### PROBLEM TO WORK ON
Word for word, retype every entry in the listing.
....................
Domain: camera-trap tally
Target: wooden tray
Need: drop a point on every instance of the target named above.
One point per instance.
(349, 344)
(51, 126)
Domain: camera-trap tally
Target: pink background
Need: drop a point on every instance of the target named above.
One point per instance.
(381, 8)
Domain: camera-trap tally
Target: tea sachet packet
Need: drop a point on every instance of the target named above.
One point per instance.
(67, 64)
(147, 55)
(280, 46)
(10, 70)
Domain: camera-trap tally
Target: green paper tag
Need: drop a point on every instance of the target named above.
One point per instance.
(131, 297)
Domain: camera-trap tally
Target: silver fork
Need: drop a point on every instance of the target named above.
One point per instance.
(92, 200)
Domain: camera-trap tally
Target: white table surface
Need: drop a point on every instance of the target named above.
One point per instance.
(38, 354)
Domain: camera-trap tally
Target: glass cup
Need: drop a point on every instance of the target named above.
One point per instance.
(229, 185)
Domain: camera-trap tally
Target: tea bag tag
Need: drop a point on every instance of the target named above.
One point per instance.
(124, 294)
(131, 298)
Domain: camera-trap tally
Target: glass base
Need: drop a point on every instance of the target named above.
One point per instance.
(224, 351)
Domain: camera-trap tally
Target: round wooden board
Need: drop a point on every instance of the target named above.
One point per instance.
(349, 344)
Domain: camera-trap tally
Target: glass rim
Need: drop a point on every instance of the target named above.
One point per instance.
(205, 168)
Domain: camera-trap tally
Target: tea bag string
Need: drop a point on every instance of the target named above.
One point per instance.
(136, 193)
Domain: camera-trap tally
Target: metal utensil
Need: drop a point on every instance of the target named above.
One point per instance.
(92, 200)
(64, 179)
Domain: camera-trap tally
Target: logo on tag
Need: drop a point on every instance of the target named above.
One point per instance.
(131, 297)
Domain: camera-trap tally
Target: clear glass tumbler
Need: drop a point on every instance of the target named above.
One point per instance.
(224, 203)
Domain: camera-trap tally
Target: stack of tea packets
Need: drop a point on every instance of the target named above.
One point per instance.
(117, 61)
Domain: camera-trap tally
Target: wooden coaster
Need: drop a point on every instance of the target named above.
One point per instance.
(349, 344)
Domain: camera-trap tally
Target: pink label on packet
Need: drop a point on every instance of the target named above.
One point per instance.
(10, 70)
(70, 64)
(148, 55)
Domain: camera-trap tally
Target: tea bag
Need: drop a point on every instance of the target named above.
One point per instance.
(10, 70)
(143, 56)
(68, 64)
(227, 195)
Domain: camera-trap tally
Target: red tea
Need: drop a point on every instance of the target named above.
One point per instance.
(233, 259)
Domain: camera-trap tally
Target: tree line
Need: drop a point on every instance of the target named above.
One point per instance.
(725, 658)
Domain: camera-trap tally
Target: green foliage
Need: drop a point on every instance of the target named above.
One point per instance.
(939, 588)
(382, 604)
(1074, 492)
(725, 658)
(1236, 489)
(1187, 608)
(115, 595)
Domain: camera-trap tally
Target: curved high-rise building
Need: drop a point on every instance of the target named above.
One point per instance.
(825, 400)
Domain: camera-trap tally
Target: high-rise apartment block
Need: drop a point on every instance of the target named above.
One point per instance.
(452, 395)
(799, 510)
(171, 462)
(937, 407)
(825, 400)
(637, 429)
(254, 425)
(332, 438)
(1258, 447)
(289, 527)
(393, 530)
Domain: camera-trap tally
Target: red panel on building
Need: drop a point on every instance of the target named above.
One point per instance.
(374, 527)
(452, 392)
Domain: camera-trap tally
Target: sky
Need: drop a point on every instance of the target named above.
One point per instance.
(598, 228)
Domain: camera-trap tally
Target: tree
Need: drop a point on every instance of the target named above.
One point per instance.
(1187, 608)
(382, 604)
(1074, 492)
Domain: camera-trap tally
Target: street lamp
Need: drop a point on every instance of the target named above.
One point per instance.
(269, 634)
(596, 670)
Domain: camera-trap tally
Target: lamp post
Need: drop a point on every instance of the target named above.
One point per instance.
....................
### PROBLEM SOLUTION
Domain: camera-trap tally
Target: wooden tray
Need: drop a point on every instance of the target named above.
One point per instance.
(349, 344)
(51, 126)
Domain: camera-trap tally
Target: pink background
Need: drop a point on every instance of the target named above.
One point per instance.
(381, 8)
Domain: camera-trap tally
Target: tea sachet packet
Need: drop a point on every instance of the target named above.
One point per instance.
(67, 64)
(147, 55)
(280, 46)
(10, 70)
Domain: camera-trap tally
Target: green paper tag
Need: drop a point on every instance of the target named above.
One point per instance.
(131, 297)
Domain: camera-trap tally
Target: silver fork
Need: drop a point on every instance of the target named above.
One point per instance.
(92, 200)
Domain: camera-trap tally
Target: white table surface
Need: drop a point on every instance of the target named above.
One point per instance.
(38, 354)
Domain: camera-trap tally
Target: glass cup
Need: drop a point on every instance of the target named above.
One point per instance.
(229, 185)
Domain: camera-trap tally
Target: tea bag tag
Need: drop a point on every instance of the target named above.
One point per instance.
(124, 294)
(131, 298)
Domain: camera-trap tally
Target: glass base
Need: drop a point on every instance of the target named above.
One point per instance.
(224, 351)
Domain: camera-trap tally
Target: round wooden board
Need: drop a point on every instance of the target named above.
One point per instance.
(349, 344)
Domain: camera-trap tally
Target: glass rim
Need: drop a point on every instance of the target named above.
One point per instance.
(205, 168)
Domain: camera-trap tally
Target: tea bag string
Need: drop a point on every instance of the target named above.
One point per instance.
(136, 193)
Domain: camera-trap tally
Target: metal utensil
Need: drop a point on every instance of the target named above.
One point per instance.
(92, 200)
(64, 179)
Domain: camera-trap tally
Target: logo on tag
Need: drop a point on every instance of the target named above.
One point per instance.
(131, 297)
Domain: camera-trap tally
Target: clear glass tumbler
Need: drop a point on every instance of the target named above.
One point per instance.
(224, 203)
Domain: camera-trap tally
Target: stack of tea packets
Need: drop a point on every instance of the target named above.
One point per instance.
(117, 61)
Domain: camera-trap tally
Target: wooden coaster
Need: drop a point on every instance of the target named above.
One point per instance.
(349, 344)
Domain: camera-trap tally
Target: pink label on packet
Need: drop a point on every instance of the target named above.
One point per instance.
(10, 70)
(70, 64)
(148, 55)
Domain: camera-trap tally
Target: tea bag
Need: drop a point on every instance of the target named above.
One point per instance.
(10, 70)
(143, 56)
(68, 64)
(227, 195)
Domain: camera-trap tally
Target: red tea
Need: drop a point on every instance of the target named above.
One point per instance.
(233, 259)
Domain: camera-trap tally
Target: tree line
Need: drop a point on every instance of the target named above.
One point per instance.
(725, 658)
Domain: camera-trap tally
Target: green foliage
Need: drop a point on every instance of the target named above.
One point per instance.
(939, 588)
(382, 604)
(1074, 492)
(725, 658)
(1236, 489)
(1187, 608)
(115, 595)
Domain: camera-trap tally
Target: curved high-rise building
Need: drop a point on every instance of the target named above.
One point per instance.
(825, 400)
Domain: camera-trap tally
Target: high-rise apartment block
Need: drop a point on every instance of the target named above.
One point per instance.
(452, 395)
(799, 510)
(171, 462)
(937, 407)
(825, 400)
(637, 429)
(254, 425)
(332, 438)
(1258, 447)
(289, 527)
(393, 530)
Domain: camera-trap tally
Target: red panel on building
Need: drop a point on every instance of the target named above.
One point per instance.
(374, 527)
(452, 392)
Domain: camera-trap tally
Target: sky
Need: drop a point on every instance of the target named above.
One point per instance.
(598, 228)
Domain: camera-trap tally
Target: tree
Need: drop a point on every instance of the target named above.
One point per instance.
(1187, 608)
(382, 604)
(1074, 492)
Domain: camera-trap tally
Target: street lamp
Need: drop a point on every instance of the target named above.
One point per instance.
(269, 634)
(596, 670)
Domain: camera-trap tally
Target: lamp post
Need: drop a point on every instance of the target named above.
One point per instance.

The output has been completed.